SUPPLIED PASSAGE >>
<<<<

Linear Regression

Here we showcase linear regression on 2 input variables. All variables are continuous here, with some fixed values used to generate a data set and a model to infer these parameters from the data.

// generate data; parameters should be recovered by inference algorithm
val data = {
  val alpha = 1.0
  val beta = (1.0, 2.5)
  val sigma = 1.0

  for {_ <- 0 until 100} yield {
    val X = (Random.nextGaussian(), 0.2 * Random.nextGaussian())
    val Y = alpha + X._1 * beta._1 + X._2 * beta._2 + Random.nextGaussian() * sigma
    (X, Y)
  }
}

// set up variational approximation to the posterior distribution
val aPost = ReparamGuide(Normal(Param(0.0), exp(Param(0.0)))))
val b1Post = ReparamGuide(Normal(Param(0.0), exp(Param(0.0))))
val b2Post = ReparamGuide(Normal(Param(0.0), exp(Param(0.0))))
val errPost = ReparamGuide(Normal(Param(0.0), exp(Param(0.0))))

// Draw variables from prior distributions and link those
// variables to the posterior approximation.
val model = infer {
  val a = sample(Normal(0.0, 1.0), aPost)
  val b1 = sample(Normal(0.0, 1.0), b1Post)
  val b2 = sample(Normal(0.0, 1.0), b2Post)
  val err = exp(sample(Normal(0.0, 1.0), errPost))

  // iterate over data points to define the observations
  data.foreach[Unit] {
    case ((x1, x2), y) =>
      observe(Normal(a + b1 * x1 + b2 * x2, err), y: Real)

>>>>

SOURCE EXCERPT >>

<<<<

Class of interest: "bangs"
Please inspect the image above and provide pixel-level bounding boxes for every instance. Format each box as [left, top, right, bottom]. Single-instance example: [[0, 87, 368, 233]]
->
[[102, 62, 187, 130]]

>>>>

PROBLEM SET >>
#1 For each statement, say yes or no according to the linear regression page, and quote the words that decide it: (a) the generated data set has 100 points; (b) sigma is set to 2.5 when generating the data; (c) the prior for b2 is a normal distribution with mean 0.0 and scale 1.0.
#2 Write the lines that come next in the linear regression page, starting after its final line.
The listing is separate from the linear regression page.

RESULTS BY TASK >>
#1
(a) Yes: "for {_ <- 0 until 100} yield {"
(b) No: "val sigma = 1.0"
(c) Yes: "val b2 = sample(Normal(0.0, 1.0), b2Post)"

#2
  }

  // return the values that we're interested in
  (a, b1, b2, err)
}

// choose an optimization algorithm
// each parameter could have its own optimizer
val adam = new Adam(alpha = 0.1)
val interpreter = new OptimizingInterpreter(adam)

// warm up
// each sample of the model triggers a gradient descent step
Range(0, 1000).foreach { i =>
  interpreter.reset()
  model.sample(interpreter)
}

// print some samples
Range(0, 10).foreach { i =>
  interpreter.reset()
  val l = model.sample(interpreter)
  val values = (l._1.v, l._2.v, l._3.v, l._4.v)
  println(s"  $values")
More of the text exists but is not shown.